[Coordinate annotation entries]
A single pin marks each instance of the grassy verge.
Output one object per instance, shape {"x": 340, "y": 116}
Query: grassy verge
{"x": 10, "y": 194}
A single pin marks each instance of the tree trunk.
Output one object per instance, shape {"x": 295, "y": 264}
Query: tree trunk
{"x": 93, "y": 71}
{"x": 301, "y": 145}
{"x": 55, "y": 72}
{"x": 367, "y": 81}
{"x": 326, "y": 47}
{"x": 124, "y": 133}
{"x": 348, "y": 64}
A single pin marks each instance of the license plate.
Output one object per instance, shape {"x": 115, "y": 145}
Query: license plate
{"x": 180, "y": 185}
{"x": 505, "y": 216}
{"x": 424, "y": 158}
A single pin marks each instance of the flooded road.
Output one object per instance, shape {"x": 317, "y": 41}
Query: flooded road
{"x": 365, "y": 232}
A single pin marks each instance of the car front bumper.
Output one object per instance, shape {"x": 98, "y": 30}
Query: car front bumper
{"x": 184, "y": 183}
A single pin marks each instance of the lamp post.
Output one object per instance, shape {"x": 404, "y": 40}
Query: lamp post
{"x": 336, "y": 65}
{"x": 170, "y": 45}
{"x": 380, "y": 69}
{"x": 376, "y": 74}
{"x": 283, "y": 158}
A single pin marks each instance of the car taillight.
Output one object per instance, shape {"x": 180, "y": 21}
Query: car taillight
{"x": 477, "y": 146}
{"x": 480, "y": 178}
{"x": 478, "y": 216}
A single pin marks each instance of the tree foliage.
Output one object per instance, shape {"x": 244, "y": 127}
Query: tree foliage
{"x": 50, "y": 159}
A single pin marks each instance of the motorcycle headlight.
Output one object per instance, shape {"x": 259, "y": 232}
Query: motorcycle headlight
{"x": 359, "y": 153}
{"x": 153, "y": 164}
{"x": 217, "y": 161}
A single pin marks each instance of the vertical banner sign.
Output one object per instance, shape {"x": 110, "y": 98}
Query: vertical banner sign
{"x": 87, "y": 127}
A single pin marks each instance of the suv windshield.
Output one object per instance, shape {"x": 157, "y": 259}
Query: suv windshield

--- Exercise directions ---
From the line containing "A single pin marks each instance of the lamp" down to the final line of the data, write out every line exactly; both the first and last of these belong in your answer, and nothing else does.

--- Answer to this problem ---
A single pin marks each instance of the lamp post.
Output one object per instance, shape {"x": 404, "y": 40}
Query: lamp post
{"x": 336, "y": 65}
{"x": 170, "y": 45}
{"x": 380, "y": 69}
{"x": 376, "y": 74}
{"x": 283, "y": 158}
A single pin marks each instance of the car taillight.
Output one object per instance, shape {"x": 180, "y": 21}
Query: car taillight
{"x": 477, "y": 146}
{"x": 480, "y": 178}
{"x": 478, "y": 216}
A single pin marks each instance of the tree foliage.
Output one object per instance, shape {"x": 244, "y": 127}
Query: tree foliage
{"x": 50, "y": 159}
A single pin marks each instance of the motorcycle headlight.
Output one object per instance, shape {"x": 259, "y": 232}
Query: motorcycle headlight
{"x": 359, "y": 153}
{"x": 153, "y": 164}
{"x": 217, "y": 161}
A single pin marks each instance of the vertical banner sign.
Output one object per instance, shape {"x": 110, "y": 98}
Query: vertical banner sign
{"x": 87, "y": 127}
A single pin marks each instance of the suv windshield.
Output one object per instance, shape {"x": 157, "y": 259}
Query: suv windshield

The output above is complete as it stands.